Reproduce verbatim the portion of the listing below that begins with its first line and ends with the line containing "x=385, y=505", including both of those lines.

=======

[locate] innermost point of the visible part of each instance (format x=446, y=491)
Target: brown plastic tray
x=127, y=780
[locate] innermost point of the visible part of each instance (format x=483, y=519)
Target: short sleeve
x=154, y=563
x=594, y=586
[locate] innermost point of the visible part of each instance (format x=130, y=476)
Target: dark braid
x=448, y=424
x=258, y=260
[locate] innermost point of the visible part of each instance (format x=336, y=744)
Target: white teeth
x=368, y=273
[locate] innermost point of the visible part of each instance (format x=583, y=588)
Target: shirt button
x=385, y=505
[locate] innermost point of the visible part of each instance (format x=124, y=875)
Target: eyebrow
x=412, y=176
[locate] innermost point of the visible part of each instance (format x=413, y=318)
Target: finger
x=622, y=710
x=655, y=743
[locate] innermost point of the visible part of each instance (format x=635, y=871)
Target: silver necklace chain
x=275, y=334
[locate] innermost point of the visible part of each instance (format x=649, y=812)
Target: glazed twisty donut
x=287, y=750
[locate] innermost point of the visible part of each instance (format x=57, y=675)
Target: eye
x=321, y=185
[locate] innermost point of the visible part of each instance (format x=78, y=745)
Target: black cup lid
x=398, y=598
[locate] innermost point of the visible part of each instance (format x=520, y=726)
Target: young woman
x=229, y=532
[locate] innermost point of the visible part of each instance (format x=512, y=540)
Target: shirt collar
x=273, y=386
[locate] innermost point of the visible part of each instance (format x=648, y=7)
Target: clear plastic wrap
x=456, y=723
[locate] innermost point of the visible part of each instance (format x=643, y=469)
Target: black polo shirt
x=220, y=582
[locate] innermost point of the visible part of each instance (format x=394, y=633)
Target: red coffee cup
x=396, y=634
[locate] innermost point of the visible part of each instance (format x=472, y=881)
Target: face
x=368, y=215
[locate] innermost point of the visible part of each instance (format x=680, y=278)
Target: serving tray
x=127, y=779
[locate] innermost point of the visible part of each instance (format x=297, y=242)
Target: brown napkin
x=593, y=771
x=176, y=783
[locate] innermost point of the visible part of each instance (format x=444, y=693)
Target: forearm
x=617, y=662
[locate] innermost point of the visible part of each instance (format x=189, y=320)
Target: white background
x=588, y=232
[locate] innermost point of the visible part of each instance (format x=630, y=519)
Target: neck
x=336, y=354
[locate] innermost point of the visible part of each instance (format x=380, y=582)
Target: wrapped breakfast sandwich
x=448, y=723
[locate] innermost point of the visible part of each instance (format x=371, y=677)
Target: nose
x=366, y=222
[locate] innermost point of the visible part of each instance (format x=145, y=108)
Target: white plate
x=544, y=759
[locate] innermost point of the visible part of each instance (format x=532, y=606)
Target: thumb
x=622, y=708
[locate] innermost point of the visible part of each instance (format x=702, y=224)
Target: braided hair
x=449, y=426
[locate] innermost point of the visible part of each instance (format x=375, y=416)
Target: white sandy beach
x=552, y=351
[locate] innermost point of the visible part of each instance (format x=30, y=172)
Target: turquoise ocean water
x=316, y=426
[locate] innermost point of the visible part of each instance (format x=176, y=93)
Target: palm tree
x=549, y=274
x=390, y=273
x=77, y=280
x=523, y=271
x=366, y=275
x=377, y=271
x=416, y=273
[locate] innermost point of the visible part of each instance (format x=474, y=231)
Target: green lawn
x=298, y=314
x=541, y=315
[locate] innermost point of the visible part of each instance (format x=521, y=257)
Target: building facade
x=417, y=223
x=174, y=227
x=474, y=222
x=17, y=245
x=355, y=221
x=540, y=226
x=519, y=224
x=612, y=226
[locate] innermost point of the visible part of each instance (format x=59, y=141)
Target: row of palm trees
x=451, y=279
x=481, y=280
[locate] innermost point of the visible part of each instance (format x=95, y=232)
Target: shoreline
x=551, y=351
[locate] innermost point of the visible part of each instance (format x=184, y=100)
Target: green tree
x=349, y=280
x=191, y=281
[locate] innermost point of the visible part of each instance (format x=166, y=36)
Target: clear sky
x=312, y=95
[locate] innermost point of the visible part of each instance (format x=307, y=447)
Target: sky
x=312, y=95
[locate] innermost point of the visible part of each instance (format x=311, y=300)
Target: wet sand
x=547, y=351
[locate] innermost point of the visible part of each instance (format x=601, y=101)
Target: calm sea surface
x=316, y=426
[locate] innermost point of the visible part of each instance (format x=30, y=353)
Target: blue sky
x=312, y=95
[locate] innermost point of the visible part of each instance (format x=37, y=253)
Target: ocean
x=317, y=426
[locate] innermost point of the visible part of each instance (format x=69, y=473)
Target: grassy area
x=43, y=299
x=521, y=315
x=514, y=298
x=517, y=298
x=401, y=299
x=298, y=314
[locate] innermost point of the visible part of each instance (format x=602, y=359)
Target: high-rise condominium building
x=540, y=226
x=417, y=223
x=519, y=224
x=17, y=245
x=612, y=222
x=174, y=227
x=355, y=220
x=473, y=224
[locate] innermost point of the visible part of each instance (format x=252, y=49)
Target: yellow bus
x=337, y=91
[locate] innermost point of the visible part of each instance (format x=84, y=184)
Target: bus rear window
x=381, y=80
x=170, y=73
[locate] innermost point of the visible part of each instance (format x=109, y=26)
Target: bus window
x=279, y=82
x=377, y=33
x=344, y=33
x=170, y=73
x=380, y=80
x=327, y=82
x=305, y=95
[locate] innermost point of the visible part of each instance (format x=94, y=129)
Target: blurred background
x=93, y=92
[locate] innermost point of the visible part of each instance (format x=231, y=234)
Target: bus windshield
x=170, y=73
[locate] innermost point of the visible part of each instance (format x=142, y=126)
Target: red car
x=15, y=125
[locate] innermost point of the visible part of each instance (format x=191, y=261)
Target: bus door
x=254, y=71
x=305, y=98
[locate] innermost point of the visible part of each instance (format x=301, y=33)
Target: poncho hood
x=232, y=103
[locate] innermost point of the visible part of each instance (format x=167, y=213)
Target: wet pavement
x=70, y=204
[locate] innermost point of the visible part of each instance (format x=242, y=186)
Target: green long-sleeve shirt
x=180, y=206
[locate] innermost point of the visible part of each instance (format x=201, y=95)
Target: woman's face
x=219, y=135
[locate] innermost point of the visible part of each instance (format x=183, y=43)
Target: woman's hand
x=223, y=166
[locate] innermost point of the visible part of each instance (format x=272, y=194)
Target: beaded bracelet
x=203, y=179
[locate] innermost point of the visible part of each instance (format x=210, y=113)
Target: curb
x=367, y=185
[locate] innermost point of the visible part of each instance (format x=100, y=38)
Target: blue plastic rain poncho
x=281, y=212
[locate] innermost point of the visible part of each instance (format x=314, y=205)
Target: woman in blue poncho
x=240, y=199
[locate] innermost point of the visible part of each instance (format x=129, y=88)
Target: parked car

=======

COMPLETE OUTPUT:
[locate] innermost point of the visible part of each instance (format x=446, y=491)
Target: brown plastic tray
x=127, y=780
[locate] innermost point of the visible part of each instance (format x=483, y=519)
Target: short sleeve
x=154, y=563
x=594, y=586
[locate] innermost point of the visible part of each instance (format x=130, y=476)
Target: dark braid
x=448, y=424
x=258, y=260
[locate] innermost point of the visible part of each instance (format x=336, y=744)
Target: white teeth
x=368, y=273
[locate] innermost point of the visible part of each instance (format x=583, y=588)
Target: shirt button
x=385, y=505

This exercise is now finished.